>>>

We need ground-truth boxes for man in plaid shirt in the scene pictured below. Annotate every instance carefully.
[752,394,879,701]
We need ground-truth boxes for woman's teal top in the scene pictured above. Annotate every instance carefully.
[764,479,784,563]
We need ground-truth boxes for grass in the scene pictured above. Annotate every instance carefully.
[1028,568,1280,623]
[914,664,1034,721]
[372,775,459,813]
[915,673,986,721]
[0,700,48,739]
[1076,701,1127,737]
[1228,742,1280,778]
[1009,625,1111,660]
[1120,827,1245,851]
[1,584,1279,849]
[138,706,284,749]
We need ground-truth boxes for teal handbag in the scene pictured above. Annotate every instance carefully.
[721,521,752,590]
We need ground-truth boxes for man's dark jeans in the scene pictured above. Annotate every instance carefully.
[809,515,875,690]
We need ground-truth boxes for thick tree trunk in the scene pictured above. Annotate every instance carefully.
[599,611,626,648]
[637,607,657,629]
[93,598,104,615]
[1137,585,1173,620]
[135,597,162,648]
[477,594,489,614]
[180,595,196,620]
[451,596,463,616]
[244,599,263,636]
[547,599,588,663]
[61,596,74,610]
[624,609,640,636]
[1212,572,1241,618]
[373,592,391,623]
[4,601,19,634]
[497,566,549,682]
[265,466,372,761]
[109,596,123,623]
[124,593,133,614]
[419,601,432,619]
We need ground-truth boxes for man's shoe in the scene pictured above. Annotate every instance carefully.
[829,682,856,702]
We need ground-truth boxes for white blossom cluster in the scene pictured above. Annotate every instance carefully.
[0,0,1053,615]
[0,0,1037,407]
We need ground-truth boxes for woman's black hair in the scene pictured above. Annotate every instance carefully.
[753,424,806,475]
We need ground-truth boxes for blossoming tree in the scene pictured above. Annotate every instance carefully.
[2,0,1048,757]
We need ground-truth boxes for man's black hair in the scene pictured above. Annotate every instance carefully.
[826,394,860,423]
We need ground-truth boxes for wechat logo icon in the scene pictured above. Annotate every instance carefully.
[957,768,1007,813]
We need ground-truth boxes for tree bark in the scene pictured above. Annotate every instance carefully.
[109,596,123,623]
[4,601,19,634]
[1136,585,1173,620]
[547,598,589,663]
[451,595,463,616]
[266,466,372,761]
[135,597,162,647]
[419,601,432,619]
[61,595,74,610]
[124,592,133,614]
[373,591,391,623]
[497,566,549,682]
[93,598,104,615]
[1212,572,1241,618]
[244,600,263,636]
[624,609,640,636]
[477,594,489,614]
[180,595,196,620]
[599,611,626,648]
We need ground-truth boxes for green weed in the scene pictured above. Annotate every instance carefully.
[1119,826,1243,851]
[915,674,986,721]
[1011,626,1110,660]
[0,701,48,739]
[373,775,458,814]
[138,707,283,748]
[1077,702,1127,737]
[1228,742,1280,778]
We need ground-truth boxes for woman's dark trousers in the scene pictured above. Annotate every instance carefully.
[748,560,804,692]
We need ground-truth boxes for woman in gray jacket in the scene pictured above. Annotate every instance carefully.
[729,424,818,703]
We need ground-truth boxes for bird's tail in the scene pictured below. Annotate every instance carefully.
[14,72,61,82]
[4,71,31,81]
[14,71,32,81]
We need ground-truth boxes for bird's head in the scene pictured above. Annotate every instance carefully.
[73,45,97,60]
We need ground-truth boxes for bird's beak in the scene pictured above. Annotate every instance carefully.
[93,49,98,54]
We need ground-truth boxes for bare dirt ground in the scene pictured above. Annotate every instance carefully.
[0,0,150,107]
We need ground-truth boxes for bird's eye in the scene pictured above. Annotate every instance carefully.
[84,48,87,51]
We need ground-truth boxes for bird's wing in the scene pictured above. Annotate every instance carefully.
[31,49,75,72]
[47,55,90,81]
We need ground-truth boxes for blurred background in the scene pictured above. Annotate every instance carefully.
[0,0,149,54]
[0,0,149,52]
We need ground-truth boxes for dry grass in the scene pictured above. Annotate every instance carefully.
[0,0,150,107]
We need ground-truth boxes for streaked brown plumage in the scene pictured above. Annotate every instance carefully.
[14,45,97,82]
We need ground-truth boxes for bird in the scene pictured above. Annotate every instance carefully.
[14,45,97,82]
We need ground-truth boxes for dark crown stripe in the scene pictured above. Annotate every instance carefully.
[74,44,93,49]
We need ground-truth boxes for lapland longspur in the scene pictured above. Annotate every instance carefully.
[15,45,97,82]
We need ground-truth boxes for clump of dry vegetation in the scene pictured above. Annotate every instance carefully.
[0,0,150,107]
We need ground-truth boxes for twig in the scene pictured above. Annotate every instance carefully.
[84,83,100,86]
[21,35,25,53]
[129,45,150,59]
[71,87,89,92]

<<<

Work required — Write out the entire listing above once more. Keep it exact.

Task response —
We need ground-truth boxes for man in plaid shirt in the scene pictured below. Annotate every instance carefully.
[752,394,879,701]
We need ground-truth boxes for woman's teal top in the scene pictured above. Annotate every instance carefully.
[764,479,784,563]
We need ground-truth boxes for grass in the scene pictured above. Annotate every instance carefully.
[1028,568,1280,623]
[914,664,1034,721]
[372,775,459,813]
[915,673,986,721]
[0,700,48,739]
[1076,701,1127,737]
[1228,742,1280,778]
[1009,625,1111,660]
[1120,827,1245,851]
[1,584,1279,849]
[138,706,284,749]
We need ground-truth boxes for teal handbag in the scene pictured above. Annotate every instance carefully.
[721,521,752,590]
We need ground-truth boxes for man's dark jeans in the scene pictured above. Annotate every instance carefully.
[809,515,875,690]
We need ground-truth boxes for thick tree trunk in the scene pictured above. Annotate every instance carefully.
[599,611,626,648]
[637,607,657,629]
[93,598,104,615]
[1137,585,1173,620]
[135,597,162,648]
[477,594,489,614]
[180,595,196,620]
[451,596,463,616]
[244,599,263,636]
[547,599,588,663]
[61,596,74,610]
[624,609,640,636]
[1212,572,1241,618]
[373,592,391,623]
[4,601,19,634]
[497,566,549,682]
[265,466,372,761]
[109,596,123,623]
[124,593,133,614]
[419,601,432,619]
We need ground-truth boxes for man's shoe in the scene pictured above. Annotate every instance carefully.
[829,682,856,702]
We need ground-truth boxes for white blossom cluster in the scene pictured above. Annotate every instance carefully.
[0,0,1053,615]
[0,0,1037,407]
We need ground-truth boxes for woman's black hair in the scene pictured above. Annotate every instance carefully.
[753,424,806,475]
We need ground-truth boxes for blossoming tree in the scene pictured above. Annotate every instance carefully.
[2,0,1048,757]
We need ground-truth boxes for man's black hair in the scene pictured above. Annotate every instance carefully.
[826,394,860,423]
We need ground-truth boxes for wechat logo icon in the scene pictured above. Annotate every instance carefully.
[957,768,1007,813]
We need ground-truth boxes for tree bark in the scene pictured above. Annotate every instance carefully.
[109,596,123,623]
[4,601,19,634]
[1136,585,1173,620]
[547,598,589,663]
[451,595,463,616]
[266,466,372,761]
[135,597,162,647]
[419,601,432,619]
[61,595,74,610]
[124,592,133,614]
[373,591,391,623]
[497,566,549,682]
[93,598,104,615]
[1212,572,1241,618]
[244,600,263,636]
[624,609,640,636]
[477,594,489,614]
[180,595,196,620]
[599,611,626,648]
We need ground-truth boxes for green weed in the scene pictured above. Annotate every instance carefully.
[1119,826,1243,851]
[915,674,986,721]
[1011,626,1110,660]
[0,701,48,739]
[373,775,458,814]
[138,707,283,748]
[1077,702,1127,737]
[1228,742,1280,778]
We need ground-truth boxes for woman's dark trousers in the scene pictured above. Annotate every instance carefully.
[748,560,804,692]
We need ground-truth boxes for woman in gray jacket in the scene pictured above. Annotate every instance carefully.
[729,424,818,703]
We need ground-truth boxes for bird's tail in the scene pictured below. Annotate every instance carefully.
[14,72,61,82]
[4,71,31,81]
[14,71,32,81]
We need ground-truth boxes for bird's head in the scene pictured above. Annotate every instance carefully.
[73,45,97,60]
We need ground-truth boxes for bird's beak in the scene pictured above. Annotate every instance carefully.
[93,49,98,54]
We need ground-truth boxes for bare dirt ground in the scene pictured above. Annotate every instance carefully.
[0,0,150,107]
We need ground-truth boxes for bird's eye in the scene pictured above. Annotate every instance carefully.
[84,48,87,51]
We need ground-truth boxes for bird's wing in the scene pictured above. Annotate every instance carefully.
[31,49,75,72]
[47,55,90,81]
We need ground-truth boxes for blurred background in the scene pictured above. Annotate every instance carefully.
[0,0,149,54]
[0,0,149,52]
We need ground-truth boxes for dry grass in the scene pictured above. Annotate every instance carefully.
[0,0,150,107]
We need ground-truth boxes for streaked brown plumage in the scene pictured above. Annotate every instance carefully.
[14,45,97,82]
We need ground-truth boxes for bird in the scene pictured above. Annotate every instance carefully.
[14,45,97,82]
We need ground-truth boxes for dark crown stripe in the scene pictured above. Annotate every instance carefully.
[74,44,93,49]
We need ground-truth boxes for lapland longspur in the scene pictured above. Annotate every instance carefully.
[15,45,97,82]
We need ground-truth boxes for clump of dry vegetation in the scene pictured above. Annotate every instance carefully.
[0,0,150,107]
We need ground-truth boxes for twig in the scene pictured above. Annotate every instance carefully.
[84,83,100,86]
[21,35,25,53]
[129,45,150,59]
[71,87,89,92]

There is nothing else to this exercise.